◆ **Task objective**
Count the lines in the listing below that contain the string "positive", treating uppercase and lowercase as distinct, and reply with the number alone.

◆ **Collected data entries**

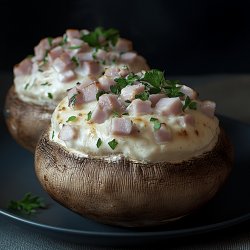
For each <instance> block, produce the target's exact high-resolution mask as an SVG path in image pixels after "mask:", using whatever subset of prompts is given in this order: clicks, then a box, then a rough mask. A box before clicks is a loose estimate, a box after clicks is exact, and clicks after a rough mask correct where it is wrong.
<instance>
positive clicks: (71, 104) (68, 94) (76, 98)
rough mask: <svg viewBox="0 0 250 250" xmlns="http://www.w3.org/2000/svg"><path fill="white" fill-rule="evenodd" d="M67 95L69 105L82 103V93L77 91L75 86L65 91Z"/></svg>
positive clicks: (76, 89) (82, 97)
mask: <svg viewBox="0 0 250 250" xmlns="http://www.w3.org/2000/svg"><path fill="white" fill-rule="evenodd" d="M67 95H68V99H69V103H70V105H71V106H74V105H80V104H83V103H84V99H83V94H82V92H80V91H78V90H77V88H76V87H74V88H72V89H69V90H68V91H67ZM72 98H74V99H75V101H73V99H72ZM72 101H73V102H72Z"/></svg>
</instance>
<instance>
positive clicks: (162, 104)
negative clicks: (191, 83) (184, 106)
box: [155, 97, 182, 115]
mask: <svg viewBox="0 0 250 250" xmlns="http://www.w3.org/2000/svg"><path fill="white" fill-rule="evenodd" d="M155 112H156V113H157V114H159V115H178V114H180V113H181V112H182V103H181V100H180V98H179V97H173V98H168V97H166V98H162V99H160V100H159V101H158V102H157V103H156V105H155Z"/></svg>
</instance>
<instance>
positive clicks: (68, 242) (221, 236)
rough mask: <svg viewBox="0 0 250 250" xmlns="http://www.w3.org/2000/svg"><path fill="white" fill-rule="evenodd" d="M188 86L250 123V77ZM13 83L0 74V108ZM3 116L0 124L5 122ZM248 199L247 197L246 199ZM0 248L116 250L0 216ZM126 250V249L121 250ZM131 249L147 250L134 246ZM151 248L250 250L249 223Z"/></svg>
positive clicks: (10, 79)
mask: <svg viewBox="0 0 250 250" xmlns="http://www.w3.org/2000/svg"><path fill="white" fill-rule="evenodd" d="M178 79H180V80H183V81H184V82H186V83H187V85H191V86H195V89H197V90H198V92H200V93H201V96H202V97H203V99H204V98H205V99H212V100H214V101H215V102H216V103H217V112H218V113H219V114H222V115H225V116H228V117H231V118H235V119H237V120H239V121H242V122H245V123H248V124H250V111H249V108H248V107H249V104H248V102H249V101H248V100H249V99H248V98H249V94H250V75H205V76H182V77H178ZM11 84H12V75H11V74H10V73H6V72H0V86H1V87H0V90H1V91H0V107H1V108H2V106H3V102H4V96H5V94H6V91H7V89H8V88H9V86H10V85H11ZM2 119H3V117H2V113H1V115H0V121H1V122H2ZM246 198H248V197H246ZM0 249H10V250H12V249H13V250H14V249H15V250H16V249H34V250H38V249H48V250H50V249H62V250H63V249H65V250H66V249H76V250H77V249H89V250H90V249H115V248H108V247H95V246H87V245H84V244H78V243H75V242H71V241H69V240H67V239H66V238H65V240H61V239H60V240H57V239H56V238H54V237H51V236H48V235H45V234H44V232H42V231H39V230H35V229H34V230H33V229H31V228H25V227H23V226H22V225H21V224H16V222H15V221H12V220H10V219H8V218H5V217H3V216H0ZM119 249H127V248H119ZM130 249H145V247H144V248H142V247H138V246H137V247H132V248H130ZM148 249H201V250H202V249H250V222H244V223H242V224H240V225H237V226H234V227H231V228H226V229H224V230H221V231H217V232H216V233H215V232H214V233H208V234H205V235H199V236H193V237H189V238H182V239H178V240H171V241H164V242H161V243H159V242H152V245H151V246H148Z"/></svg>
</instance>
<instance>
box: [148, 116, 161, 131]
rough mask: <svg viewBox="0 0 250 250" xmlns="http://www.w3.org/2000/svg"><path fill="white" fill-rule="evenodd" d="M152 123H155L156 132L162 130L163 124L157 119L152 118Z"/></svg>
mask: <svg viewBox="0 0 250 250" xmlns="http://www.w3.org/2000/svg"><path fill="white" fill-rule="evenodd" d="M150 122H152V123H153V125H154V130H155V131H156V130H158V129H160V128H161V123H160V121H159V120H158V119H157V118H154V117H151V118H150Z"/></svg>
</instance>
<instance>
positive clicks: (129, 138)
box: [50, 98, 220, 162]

◆ **Completed task**
6